> _Task goal_
Resume the article below about employees having microchips implanted, continuing from where it ends.

No good reason to ask employees to implant technology, even voluntarily

A Wisconsin vending machine company’s choice to allow employees to implant a RFID microchip simply for the purchase of buying snacks and logging onto computers is troubling from a privacy perspective and poorly considered from a convenience perspective.

Three Square Market (32M) says it’s offering a voluntary program for employees to have a chip implanted into their hands, under the skin between the thumb and forefinger. The River Falls, Wis.-based vending concessions firm is working with Biohax Sweden on the project.

Clearly part of the motivation on 32M’s part in promoting this new program is to get its name in the press as a “micro market” or vending company. If more people had microchips embedded in their hands, it’d clearly be more convenient to pay at their self-serve kiosks and that would lead to more profits for the company.

Employees of 32M can voluntarily have this microchip implanted into their hand.

Unfortunately, the costs to privacy of embedded technology far outweigh the convenience of buying a bag of chips more easily. Especially considering when other companies have already come up with equally convenient and less intrusive solutions for the same benefits.

“There’s going to be a lot of people that don’t fully understand technology that immediately write it off as something that’s going to be very bad,” says Tony Danna, vice-president of international sales at Three Square Market in a video interview with Thomson Reuters.

But I question whether Danna himself fully understands the implications of asking employees to embed a RFID chip in their body. For example, 32M says the chip is “not trackable” because it doesn’t contain GPS capabilities. But GPS isn’t the only way to track someone.

The company itself admits these chips used the same RFID technology found on proximity cards and that it will transmit an identifiable number. There’s a reason that we tend to put those cards in protective magnetic sleeves – it’s too easy to read the information off of them with technology that’s cheap and readily available for anyone to purchase.

> _Excerpted data_
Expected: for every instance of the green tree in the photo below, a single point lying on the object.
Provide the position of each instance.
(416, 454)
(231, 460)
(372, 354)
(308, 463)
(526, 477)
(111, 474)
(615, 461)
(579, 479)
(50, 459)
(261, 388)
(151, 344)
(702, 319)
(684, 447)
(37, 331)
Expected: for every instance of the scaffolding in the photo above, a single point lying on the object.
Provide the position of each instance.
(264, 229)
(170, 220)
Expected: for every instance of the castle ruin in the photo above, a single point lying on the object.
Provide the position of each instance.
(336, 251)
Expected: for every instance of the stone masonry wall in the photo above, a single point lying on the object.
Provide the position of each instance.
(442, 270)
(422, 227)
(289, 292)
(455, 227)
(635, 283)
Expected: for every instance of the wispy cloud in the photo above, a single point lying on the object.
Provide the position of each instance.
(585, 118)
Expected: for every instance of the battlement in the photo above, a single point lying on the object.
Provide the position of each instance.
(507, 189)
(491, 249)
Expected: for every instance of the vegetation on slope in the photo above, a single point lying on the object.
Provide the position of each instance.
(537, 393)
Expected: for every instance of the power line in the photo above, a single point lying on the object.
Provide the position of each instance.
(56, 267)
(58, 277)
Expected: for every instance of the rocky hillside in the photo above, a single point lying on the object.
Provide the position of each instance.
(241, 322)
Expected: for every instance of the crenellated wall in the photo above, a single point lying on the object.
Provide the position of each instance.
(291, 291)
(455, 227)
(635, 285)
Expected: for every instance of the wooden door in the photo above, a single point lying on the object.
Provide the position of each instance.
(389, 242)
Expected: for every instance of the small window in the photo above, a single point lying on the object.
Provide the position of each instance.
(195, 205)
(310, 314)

--

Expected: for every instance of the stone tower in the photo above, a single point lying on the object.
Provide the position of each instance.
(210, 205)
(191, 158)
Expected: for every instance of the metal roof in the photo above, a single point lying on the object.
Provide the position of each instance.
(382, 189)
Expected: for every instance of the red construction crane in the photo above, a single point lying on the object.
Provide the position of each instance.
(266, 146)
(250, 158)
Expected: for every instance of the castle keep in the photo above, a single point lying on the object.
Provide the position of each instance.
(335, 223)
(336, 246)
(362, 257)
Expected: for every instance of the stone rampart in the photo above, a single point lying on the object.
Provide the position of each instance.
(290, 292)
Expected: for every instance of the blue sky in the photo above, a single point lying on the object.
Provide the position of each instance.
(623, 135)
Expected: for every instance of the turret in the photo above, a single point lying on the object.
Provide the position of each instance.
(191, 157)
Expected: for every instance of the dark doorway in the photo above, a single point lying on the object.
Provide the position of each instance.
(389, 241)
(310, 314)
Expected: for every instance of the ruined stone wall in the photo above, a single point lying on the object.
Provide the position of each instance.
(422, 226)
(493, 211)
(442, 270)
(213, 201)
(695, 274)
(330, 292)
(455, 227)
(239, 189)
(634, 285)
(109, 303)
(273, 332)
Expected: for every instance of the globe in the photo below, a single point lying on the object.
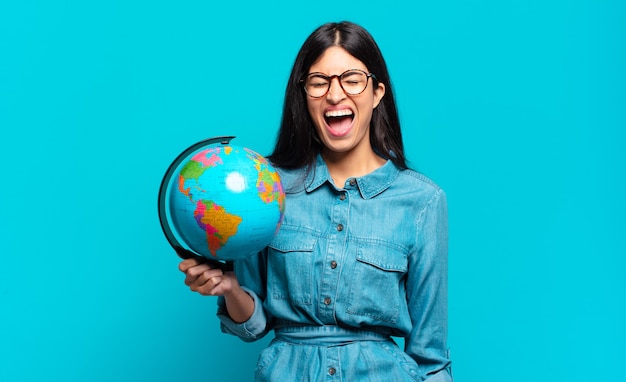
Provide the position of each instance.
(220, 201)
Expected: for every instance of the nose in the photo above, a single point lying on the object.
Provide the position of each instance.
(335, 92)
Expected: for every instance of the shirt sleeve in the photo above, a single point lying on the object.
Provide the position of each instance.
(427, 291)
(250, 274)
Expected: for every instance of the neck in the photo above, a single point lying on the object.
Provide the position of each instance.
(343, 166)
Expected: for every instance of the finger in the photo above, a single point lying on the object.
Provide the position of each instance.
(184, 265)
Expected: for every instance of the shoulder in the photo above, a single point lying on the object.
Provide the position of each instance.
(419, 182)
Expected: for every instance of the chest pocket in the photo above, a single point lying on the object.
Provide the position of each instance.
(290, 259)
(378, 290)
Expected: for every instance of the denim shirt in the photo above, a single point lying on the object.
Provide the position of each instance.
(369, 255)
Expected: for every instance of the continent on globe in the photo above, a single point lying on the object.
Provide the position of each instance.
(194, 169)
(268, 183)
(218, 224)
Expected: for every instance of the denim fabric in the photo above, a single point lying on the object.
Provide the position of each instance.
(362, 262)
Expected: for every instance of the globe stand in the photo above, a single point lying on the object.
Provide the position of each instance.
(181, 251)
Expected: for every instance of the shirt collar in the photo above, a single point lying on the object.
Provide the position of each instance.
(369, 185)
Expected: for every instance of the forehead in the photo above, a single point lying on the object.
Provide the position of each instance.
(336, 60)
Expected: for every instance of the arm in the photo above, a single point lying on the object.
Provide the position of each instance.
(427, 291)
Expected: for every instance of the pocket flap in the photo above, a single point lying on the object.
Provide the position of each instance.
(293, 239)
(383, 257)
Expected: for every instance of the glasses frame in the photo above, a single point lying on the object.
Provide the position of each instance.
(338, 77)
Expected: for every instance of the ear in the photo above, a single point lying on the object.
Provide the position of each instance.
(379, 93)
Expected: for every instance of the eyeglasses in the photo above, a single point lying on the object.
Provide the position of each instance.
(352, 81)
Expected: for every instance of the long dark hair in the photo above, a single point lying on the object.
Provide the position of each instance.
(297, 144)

> _Exercise response_
Unless 32M is also offering its employees magnetic-shielding gloves to wear with their new microchips, those implanted will now be emitting trackable identifiable information everywhere they go. What if some future government, or other corporation, decided to make an effort to collect this information and compile it to track individuals’ movements en masse?

I guess the employees are supposed to be thankful that taking out the microchip is as easy as “removing a splinter.” Except that in my experience, removing a splinter tends to be quite painful, and that’s when the splinter isn’t entirely embedded under the skin.

Toronto-based Nymi is one company that’s already created a much-less invasive solution that delivers on the exact same convenience benefits of 32M’s approach. Its persistent authentication platform can use a simple wristband to register a person’s unique heart beat and then provide automatic access to a workstation, or payment credentials, and so on.

“The daily routine of putting on a smartwatch or fitness band is not seen as a huge inconvenience, and thus the convenience argument for implantables has become very weak,” writes Nymi founder and CEO Karl Martin in an email. “It’s worth noting that the power dynamic between employer and employee makes the implantable technology even more problematic. Where a low-wage worker may feel compelled to comply, even if it is positioned as a voluntary program.”

Buying snacks hardly seems like the right reason for something as intrusive as implantable microchips.

For its part, 32M says employees also have the option of using RFID technology in a wristband or smart ring.

Implanting microchips into our bodies evokes a visceral reaction from many, verging on biblical allusions. But it just takes common sense to realize there’s a much more convenient solution for employers that want to provide workplace snacks to employees.

Make them free.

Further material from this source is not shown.